* Data items:
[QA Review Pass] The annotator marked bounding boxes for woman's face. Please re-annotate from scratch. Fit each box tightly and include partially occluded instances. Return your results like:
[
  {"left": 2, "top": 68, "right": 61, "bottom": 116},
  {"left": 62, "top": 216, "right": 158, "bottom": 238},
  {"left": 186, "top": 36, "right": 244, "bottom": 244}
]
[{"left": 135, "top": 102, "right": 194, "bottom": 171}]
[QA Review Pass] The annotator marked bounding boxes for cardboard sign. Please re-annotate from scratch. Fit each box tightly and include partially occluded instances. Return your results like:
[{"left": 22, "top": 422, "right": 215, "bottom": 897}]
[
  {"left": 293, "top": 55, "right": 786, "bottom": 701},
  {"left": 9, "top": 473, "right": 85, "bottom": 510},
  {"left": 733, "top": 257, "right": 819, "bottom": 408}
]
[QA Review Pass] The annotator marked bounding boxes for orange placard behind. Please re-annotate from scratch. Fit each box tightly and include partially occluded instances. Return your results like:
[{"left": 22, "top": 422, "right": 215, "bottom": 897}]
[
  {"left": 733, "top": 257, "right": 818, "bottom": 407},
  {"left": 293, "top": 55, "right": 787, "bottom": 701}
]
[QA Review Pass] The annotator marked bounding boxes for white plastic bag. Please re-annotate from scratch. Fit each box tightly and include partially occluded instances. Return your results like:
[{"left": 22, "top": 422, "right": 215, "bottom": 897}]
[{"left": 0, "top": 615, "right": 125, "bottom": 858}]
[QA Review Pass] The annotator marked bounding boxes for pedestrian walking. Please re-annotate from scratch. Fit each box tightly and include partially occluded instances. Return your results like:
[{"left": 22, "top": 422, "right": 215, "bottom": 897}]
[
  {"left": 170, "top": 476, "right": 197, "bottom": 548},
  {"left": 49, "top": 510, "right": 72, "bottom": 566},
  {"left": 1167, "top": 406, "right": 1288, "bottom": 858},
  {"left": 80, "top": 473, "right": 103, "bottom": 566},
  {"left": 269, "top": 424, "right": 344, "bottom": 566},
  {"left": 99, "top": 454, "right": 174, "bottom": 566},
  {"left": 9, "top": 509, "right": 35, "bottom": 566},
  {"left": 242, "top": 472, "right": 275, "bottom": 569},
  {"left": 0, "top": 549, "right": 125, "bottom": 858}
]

* Objective: Select every line above that contains the word "plastic", treating uppercase and lowercase letters as distinct.

* Exercise output:
[QA Review Pass] The annotator marked bounding boxes for white plastic bag. Please re-annotate from scratch. Fit each box tightly and include partially occluded instances. Return your results like:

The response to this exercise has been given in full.